(Task to complete)
State how many lines in the rows below contain the word "bamboo", with case counting, and reply with that number alone.

(Provided records)

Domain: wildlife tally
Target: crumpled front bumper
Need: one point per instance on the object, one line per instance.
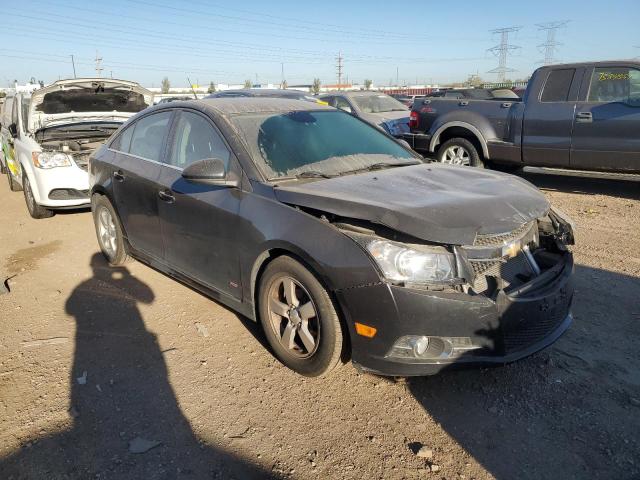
==
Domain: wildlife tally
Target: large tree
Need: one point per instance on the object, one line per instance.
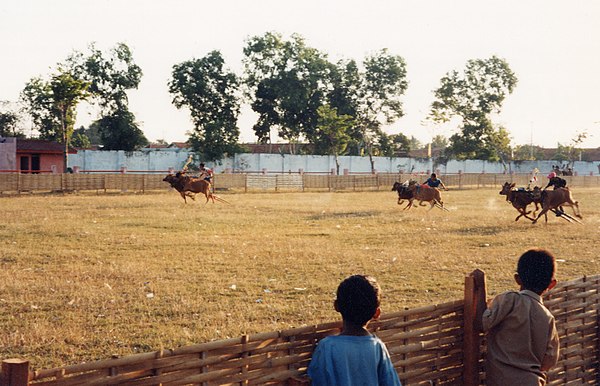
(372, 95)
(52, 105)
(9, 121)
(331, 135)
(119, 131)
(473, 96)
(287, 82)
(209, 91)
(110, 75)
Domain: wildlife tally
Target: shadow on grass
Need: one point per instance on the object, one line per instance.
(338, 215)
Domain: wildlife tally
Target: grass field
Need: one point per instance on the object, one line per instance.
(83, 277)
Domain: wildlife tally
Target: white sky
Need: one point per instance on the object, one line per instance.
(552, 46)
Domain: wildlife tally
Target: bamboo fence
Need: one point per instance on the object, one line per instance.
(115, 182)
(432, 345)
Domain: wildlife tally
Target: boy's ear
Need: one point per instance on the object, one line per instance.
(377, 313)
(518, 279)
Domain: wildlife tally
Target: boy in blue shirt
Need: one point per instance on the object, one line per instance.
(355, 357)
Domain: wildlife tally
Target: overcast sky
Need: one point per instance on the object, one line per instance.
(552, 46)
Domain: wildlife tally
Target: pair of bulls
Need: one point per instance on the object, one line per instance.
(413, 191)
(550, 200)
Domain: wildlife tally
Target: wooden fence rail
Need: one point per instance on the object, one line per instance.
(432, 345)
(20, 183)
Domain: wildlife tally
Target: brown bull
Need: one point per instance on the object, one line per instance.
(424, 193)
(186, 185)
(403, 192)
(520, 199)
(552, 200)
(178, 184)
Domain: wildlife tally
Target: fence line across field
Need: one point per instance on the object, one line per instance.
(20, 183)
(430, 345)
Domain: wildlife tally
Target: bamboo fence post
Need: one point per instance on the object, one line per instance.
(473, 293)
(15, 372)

(In response)
2